### The data:
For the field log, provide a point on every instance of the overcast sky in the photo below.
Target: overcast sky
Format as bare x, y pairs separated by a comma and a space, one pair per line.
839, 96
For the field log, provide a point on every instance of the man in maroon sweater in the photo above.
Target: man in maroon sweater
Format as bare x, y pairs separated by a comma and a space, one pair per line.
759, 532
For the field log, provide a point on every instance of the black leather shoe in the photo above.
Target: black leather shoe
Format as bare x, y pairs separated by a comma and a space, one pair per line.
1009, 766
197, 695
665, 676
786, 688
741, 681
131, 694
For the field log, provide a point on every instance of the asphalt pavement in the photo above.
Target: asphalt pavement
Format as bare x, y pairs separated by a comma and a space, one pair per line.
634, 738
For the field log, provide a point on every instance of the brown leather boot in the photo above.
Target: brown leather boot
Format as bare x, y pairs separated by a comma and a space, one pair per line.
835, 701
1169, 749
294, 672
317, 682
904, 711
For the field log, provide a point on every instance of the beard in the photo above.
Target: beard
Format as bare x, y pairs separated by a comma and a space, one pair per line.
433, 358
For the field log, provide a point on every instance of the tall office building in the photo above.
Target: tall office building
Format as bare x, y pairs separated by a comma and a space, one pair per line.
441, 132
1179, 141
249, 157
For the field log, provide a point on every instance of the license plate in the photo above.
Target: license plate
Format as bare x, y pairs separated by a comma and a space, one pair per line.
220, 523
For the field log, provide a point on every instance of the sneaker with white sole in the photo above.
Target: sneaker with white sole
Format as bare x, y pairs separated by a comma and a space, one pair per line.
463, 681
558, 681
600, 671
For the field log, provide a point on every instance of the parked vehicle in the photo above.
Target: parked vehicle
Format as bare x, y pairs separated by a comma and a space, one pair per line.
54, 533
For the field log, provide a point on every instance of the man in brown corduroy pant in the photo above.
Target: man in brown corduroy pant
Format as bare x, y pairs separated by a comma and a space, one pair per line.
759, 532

### Try it:
An exact copy of all the material is what is needed.

### Answer to this exercise:
For the field log, provide a point on every instance of the overcast sky in the photo below.
Target: overcast sky
Format as bare x, y pairs separated by a comma and a space, one pair per line.
839, 96
For the field log, provide a point on every instance of the man in maroon sweater in the photo above.
Target: man in maroon sweater
Format as bare x, y pairs separated by a comma and a space, one pair per line.
759, 532
For the field log, provide a point on every instance of the black leather shoe in the photo above.
Target: black leather shoe
Format as bare x, y pairs separated by a comma and a space, one pair per line.
1009, 766
197, 695
665, 676
786, 688
741, 681
131, 694
For the field log, provide a point on every instance of the asphalt pavement in the photo above.
Target: asphalt pavement
Format as bare x, y pairs separated by a comma and a space, one pair per line.
634, 738
For the field log, provide a point on every instance of the brown leather boot in the photo above.
Target: brown leather boot
Format as bare x, y pairs separated by a comma and a space, one pair per line.
835, 701
1169, 749
294, 672
317, 682
904, 711
For the field log, provide a point on every instance of the beard in the photo above.
Target: beard
Format as bare x, y pairs separated by a comma and a space, one pair per line.
433, 358
For the field log, provide a point on every instance of the tall office building in the photo above.
Target: tall office building
Format as bare x, y pairs separated by a comma and a space, one pair per line.
441, 132
1179, 141
249, 157
For the field log, provide a point on every instance of the license plate in the photo above.
Target: license plate
Format as bare x, y pairs separated by a comma and a space, one pair per line.
220, 523
For the field log, provide a point on every instance of the sneaker with white sole in the photo above.
Target: sneaker with white sole
Format as bare x, y pairs separated by a comma and a space, one pair per line.
463, 681
558, 681
600, 671
For the field log, provide a point on every instance of the parked vehicle in the photo above.
Target: parked vehicle
Format as bare x, y pairs separated by a comma and a space, one pair per line.
54, 533
For the field log, provide a point on every instance of the man in brown corduroy pant in the photo above.
Target: man in brown corduroy pant
Format as bare x, y pairs separated by a comma and a space, one pair per line.
759, 532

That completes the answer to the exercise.